Taking the line with "of the neighboring" as the first and the line with "the white trim." as the last, set down exactly every line in that range from the entries below, and no more.
----
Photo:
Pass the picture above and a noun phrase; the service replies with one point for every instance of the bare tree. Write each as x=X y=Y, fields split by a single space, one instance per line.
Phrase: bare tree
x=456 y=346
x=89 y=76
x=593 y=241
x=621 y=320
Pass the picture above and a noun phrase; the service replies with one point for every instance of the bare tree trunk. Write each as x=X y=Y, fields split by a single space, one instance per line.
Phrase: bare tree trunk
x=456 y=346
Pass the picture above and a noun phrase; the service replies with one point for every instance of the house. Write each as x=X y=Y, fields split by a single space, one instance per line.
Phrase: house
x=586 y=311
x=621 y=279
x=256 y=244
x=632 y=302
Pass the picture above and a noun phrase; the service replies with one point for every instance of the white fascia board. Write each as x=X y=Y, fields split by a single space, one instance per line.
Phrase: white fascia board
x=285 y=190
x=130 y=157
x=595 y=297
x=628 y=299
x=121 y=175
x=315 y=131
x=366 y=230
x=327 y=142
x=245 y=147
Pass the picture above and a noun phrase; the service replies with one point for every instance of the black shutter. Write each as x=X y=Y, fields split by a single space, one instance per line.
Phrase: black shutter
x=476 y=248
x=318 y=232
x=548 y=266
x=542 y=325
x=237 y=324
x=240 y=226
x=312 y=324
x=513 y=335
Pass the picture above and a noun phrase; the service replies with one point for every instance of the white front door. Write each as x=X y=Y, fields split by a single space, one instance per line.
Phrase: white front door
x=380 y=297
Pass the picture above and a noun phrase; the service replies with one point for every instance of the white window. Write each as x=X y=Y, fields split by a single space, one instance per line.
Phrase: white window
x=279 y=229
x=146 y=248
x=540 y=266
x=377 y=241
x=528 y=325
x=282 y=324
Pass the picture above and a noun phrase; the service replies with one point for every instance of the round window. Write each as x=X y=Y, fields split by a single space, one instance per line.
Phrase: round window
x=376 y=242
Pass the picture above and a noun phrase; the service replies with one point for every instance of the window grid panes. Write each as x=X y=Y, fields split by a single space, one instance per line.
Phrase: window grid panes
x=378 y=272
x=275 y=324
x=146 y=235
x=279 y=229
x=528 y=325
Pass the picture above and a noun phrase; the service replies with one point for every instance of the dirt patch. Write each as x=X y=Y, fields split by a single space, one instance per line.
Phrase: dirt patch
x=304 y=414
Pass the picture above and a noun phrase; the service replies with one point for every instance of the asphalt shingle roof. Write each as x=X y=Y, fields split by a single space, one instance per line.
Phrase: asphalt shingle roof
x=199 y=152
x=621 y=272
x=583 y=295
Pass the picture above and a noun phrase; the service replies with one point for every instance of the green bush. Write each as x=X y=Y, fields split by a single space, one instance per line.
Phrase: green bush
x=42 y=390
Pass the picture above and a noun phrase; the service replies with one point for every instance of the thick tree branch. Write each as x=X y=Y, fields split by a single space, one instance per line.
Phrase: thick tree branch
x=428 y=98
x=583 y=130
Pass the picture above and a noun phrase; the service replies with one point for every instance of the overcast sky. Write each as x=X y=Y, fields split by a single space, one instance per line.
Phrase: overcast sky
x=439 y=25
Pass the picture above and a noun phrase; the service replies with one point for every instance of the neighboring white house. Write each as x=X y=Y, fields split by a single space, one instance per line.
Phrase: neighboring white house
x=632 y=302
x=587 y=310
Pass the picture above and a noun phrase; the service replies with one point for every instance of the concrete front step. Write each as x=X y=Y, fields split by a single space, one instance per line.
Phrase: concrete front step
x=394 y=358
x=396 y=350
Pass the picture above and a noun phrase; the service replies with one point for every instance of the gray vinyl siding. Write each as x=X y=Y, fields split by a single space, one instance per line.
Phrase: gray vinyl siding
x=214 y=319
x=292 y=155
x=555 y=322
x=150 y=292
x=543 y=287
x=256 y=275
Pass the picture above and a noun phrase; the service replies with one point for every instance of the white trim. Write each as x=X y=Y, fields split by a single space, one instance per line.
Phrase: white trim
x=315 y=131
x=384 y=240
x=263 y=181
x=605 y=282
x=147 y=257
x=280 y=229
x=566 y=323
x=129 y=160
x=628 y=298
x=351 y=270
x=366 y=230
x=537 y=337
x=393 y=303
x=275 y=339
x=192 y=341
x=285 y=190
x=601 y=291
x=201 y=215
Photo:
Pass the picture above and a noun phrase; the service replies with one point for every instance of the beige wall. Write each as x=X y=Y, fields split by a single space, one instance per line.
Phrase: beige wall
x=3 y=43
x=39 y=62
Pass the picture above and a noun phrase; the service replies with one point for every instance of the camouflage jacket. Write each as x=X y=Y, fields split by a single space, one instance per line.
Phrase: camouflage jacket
----
§ **Solution to this problem**:
Pass the picture above and a noun phrase; the service replies with one point for every instance of the neighboring white house. Write each as x=X y=Y, fields split by a single space, one instance per line.
Phrase: neighboring white house
x=632 y=302
x=587 y=310
Pass the picture above and a noun phrase; the service replies with one point for every instance of the concrete front step. Write each as x=X y=Y, fields split by a single space, one instance per line.
Phrase: concrete front step
x=394 y=358
x=396 y=350
Pass the picture above and a noun phrase; the service replies with one point for every instance of the gray vinyl siding. Write each as x=X y=Y, fields split by a single space, one instance per line.
Phrase: gray vinyl siding
x=214 y=319
x=292 y=155
x=555 y=322
x=150 y=292
x=543 y=287
x=256 y=275
Pass the picture above and a noun phrase; the service replies with one point for every instance of the white trim. Write each as x=X y=Y, fields split by a single space, one instance per line.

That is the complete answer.